DOCUMENT EXTRACT:
──────

Scala Async - miguro
http://docs.scala-lang.org/sips/pending/async.html

======
acjohnson55
I was first exposed to this in the Principles of Reactive Programming Coursera
course taught be Odersky and others. At the time, I didn't fully get async,
because it was kind of thrown at us with a bunch of other primitives for
asynchronous programming.

However, I recently looked into it again for a project I'm on. We decided to
convert from `for...yield` comprehensions to `async`/`await`, and I'm very
satisfied so far. The former approach wasn't so bad in cases where we just
needed to wait on a bunch of unrelated or loosely related future-returning API
calls. But it was a mess when some API calls relied on complex logic fed by
the results of other API calls. That's when the ability of Scala Async to let
you write nearly the same control flow as synchronous code really pays
dividends.

──────

SOURCE DATA:

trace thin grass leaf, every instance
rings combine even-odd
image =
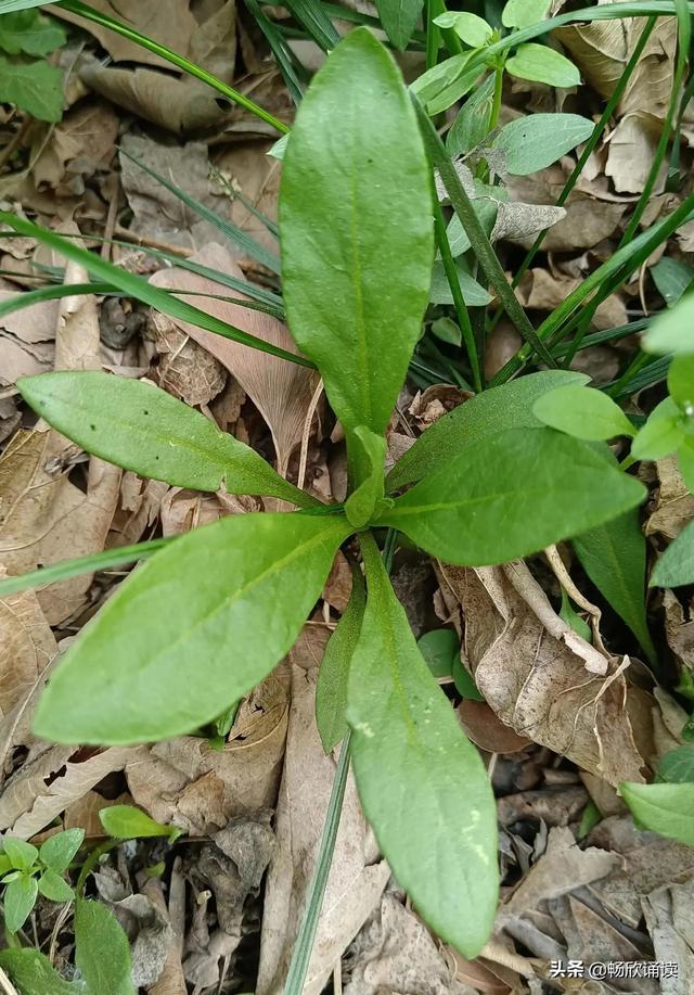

──────

AIM 1: According to the Scala Async thread, in which course was the commenter first exposed to async?
AIM 2: Extend the Scala Async thread, picking up after its final sentence.

OUTPUT 1: The Principles of Reactive Programming Coursera course.

OUTPUT 2:
It's pretty slick -- it basically transforms your code into a finite state
machine, with the states transitions happen as futures resolve. There seems to
still be some ongoing work to support the maximum possible number of control
flows, but what works now is already pretty useful.

One thing to note is that by default, different async sections will run
concurrently. I'm not sure how to change this, but it's something to be aware
of if you have any shared mutable state. I had some unsynchronized memoization
code fail under a race condition due to this, because the code I converted had
used futures on a single thread.